WORK ORDER: Identify each line below containing the string "query" and copy it.

══════

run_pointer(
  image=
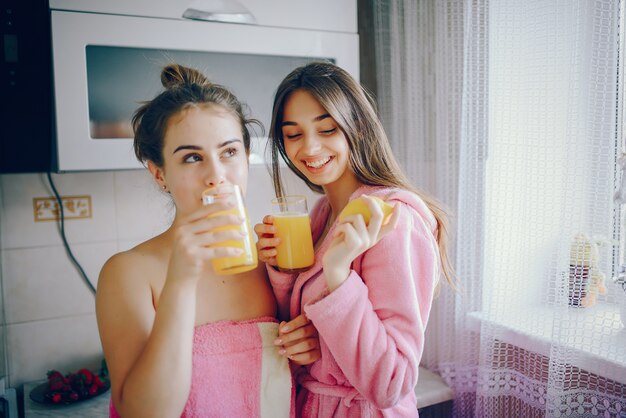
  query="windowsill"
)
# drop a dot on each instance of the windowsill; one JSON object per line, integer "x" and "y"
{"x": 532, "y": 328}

══════

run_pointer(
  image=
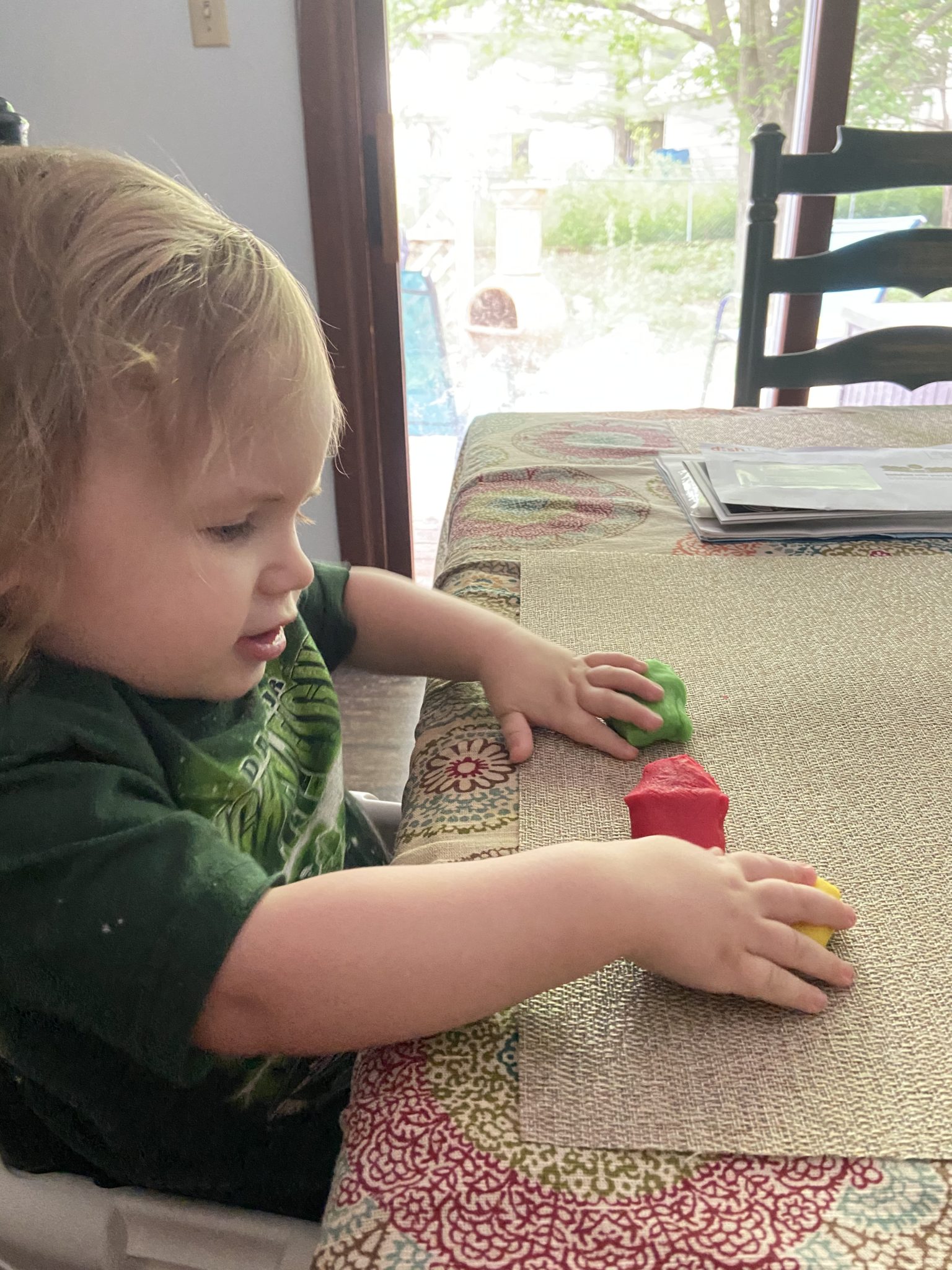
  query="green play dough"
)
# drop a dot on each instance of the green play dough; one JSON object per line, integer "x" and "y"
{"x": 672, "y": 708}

══════

SOLVED EXERCISE:
  query="windowsill"
  query="green play dough"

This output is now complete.